-- Extracted records follows --

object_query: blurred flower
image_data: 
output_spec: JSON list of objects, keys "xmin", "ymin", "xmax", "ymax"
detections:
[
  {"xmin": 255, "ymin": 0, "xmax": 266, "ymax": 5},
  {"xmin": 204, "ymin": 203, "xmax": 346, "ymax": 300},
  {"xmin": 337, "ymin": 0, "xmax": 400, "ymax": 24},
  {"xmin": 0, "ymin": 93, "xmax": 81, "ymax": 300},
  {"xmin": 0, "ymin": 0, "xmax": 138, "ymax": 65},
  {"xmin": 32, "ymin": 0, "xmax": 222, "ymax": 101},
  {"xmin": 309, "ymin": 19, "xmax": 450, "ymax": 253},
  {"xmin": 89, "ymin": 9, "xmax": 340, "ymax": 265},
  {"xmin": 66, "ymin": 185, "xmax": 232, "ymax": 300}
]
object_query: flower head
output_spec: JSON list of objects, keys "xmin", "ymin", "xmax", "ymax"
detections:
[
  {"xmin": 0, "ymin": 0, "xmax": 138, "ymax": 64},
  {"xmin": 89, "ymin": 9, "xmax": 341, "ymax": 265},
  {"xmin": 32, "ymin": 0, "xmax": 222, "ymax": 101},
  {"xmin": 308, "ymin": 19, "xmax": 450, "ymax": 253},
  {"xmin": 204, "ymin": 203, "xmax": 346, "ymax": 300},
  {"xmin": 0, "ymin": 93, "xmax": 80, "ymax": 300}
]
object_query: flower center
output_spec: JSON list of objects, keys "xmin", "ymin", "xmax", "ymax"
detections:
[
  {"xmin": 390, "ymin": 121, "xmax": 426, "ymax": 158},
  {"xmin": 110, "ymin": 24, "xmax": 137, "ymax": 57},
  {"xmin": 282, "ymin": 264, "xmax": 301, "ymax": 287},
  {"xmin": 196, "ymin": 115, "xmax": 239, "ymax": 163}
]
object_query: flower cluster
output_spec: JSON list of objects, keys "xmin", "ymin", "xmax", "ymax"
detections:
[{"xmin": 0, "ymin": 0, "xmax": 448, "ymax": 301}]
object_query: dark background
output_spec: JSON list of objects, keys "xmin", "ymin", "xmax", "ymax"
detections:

-- Extracted records concluded --

= Work item =
Reproduce the material exactly, with every line intact.

= Solution to this task =
object_query: blurred flower
image_data: 
output_spec: JSON list of objects, keys "xmin", "ymin", "xmax", "ymax"
detections:
[
  {"xmin": 255, "ymin": 0, "xmax": 266, "ymax": 5},
  {"xmin": 204, "ymin": 203, "xmax": 346, "ymax": 300},
  {"xmin": 337, "ymin": 0, "xmax": 400, "ymax": 24},
  {"xmin": 0, "ymin": 93, "xmax": 81, "ymax": 300},
  {"xmin": 0, "ymin": 0, "xmax": 138, "ymax": 65},
  {"xmin": 32, "ymin": 0, "xmax": 222, "ymax": 101},
  {"xmin": 309, "ymin": 19, "xmax": 450, "ymax": 253},
  {"xmin": 89, "ymin": 9, "xmax": 340, "ymax": 265},
  {"xmin": 66, "ymin": 185, "xmax": 232, "ymax": 300}
]
object_query: flower head
output_spec: JSON list of objects, keys "xmin", "ymin", "xmax", "ymax"
detections:
[
  {"xmin": 0, "ymin": 0, "xmax": 138, "ymax": 64},
  {"xmin": 89, "ymin": 9, "xmax": 341, "ymax": 265},
  {"xmin": 32, "ymin": 0, "xmax": 222, "ymax": 101},
  {"xmin": 308, "ymin": 19, "xmax": 450, "ymax": 253},
  {"xmin": 204, "ymin": 203, "xmax": 346, "ymax": 300},
  {"xmin": 0, "ymin": 93, "xmax": 80, "ymax": 300}
]
object_query: flower center
output_spec: JSON list of objects, keys "xmin", "ymin", "xmax", "ymax"
detections:
[
  {"xmin": 390, "ymin": 121, "xmax": 426, "ymax": 158},
  {"xmin": 110, "ymin": 24, "xmax": 137, "ymax": 57},
  {"xmin": 282, "ymin": 264, "xmax": 301, "ymax": 287},
  {"xmin": 196, "ymin": 115, "xmax": 239, "ymax": 163}
]
object_query: flower cluster
output_spec: JSON list of objects, keys "xmin", "ymin", "xmax", "ymax"
detections:
[{"xmin": 0, "ymin": 0, "xmax": 448, "ymax": 301}]
object_query: dark background
output_spec: JSON list of objects, keys "xmin", "ymin", "xmax", "ymax"
detections:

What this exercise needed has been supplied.